━━━━━ EXCERPTED RECORDS

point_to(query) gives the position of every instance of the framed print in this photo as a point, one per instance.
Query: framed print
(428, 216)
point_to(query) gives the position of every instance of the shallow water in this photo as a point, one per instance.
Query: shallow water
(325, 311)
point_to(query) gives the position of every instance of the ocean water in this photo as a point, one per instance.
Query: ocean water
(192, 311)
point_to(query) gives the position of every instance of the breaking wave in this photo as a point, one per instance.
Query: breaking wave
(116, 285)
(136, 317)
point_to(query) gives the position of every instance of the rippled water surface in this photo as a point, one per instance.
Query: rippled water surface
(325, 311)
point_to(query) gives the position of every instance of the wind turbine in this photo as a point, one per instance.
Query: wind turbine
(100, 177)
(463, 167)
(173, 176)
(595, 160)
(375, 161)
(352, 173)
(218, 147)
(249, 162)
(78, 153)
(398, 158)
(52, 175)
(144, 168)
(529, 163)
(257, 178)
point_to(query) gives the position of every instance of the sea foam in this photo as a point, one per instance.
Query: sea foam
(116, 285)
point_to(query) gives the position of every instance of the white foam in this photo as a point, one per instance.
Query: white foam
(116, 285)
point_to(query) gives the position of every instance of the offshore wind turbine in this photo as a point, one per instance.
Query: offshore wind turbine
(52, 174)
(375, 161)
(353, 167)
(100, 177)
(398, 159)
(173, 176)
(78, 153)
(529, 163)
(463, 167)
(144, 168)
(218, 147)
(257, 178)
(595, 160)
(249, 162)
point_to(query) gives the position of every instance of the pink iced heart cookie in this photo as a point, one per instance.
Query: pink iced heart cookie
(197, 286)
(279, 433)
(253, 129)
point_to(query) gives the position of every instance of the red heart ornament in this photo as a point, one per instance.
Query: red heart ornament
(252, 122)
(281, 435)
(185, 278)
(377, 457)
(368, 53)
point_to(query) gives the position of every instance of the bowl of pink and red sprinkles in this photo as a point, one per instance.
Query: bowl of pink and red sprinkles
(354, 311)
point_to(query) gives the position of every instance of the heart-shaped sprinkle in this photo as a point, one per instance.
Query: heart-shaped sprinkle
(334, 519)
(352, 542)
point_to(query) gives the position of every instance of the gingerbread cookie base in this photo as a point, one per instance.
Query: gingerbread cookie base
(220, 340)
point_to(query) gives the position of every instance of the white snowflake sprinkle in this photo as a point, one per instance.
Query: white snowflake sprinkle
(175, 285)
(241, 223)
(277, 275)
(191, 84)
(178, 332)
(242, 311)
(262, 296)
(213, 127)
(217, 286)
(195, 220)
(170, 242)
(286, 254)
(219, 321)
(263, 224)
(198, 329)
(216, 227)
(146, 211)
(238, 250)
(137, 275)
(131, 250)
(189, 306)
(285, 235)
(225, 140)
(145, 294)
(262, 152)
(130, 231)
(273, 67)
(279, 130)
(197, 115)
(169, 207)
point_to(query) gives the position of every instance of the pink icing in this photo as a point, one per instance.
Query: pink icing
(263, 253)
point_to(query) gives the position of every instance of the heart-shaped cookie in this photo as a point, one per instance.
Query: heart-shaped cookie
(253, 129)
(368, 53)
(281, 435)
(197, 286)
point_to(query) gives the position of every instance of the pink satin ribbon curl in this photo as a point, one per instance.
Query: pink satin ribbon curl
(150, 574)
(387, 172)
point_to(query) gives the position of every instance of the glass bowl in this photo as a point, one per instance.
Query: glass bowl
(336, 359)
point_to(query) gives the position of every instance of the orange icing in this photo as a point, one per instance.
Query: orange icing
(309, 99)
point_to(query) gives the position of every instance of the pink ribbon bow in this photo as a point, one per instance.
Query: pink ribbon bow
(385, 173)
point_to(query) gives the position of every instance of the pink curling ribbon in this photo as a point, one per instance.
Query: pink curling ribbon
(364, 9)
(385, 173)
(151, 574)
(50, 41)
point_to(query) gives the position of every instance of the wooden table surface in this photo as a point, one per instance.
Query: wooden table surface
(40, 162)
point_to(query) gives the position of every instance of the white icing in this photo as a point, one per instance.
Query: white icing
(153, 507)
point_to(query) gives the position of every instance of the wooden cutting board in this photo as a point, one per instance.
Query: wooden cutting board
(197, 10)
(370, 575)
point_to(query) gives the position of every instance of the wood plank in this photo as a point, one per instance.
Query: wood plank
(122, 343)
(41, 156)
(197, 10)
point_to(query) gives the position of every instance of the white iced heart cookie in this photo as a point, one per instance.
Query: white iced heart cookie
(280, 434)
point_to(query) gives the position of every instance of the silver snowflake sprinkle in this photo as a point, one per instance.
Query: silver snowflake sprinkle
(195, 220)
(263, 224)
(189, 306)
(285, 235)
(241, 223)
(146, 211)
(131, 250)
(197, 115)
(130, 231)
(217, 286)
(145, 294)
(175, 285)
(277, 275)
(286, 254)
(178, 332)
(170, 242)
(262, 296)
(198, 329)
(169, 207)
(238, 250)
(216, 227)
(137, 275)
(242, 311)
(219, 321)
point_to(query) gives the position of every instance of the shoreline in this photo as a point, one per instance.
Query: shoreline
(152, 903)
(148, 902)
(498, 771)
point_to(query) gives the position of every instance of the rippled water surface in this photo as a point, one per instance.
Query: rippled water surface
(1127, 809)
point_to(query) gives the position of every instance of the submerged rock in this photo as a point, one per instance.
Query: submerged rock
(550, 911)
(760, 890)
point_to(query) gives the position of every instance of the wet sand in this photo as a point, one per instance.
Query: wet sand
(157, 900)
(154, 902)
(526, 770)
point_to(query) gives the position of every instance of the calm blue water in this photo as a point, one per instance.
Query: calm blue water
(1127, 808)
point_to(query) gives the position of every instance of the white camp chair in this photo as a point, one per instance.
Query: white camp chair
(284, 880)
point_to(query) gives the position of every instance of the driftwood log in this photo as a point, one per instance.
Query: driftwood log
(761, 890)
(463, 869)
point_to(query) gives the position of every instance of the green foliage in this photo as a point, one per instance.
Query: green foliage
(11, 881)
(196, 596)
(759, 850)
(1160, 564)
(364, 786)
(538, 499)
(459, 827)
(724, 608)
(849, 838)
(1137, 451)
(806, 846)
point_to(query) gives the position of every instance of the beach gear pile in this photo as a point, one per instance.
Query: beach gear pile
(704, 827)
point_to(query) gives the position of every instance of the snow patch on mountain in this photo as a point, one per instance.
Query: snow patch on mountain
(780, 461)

━━━━━━━━━━

YOUR OBJECTIVE
Your answer must consist solely of the lines above between the line holding "the wood plank" and the line holding "of the silver", inclusive, copied exactly.

PROBLEM SOLUTION
point_to(query) gives the position of every instance of the wood plank in this photo as a point, one per instance.
Query: wood plank
(122, 343)
(41, 156)
(197, 10)
point_to(query) gives the position of every instance of the white iced heart cookie in this photo as a point, one per instance.
Query: white iced heart cookie
(280, 434)
point_to(query) gives the position of every instance of the silver snowflake sprinkle in this photo as a point, one per instance.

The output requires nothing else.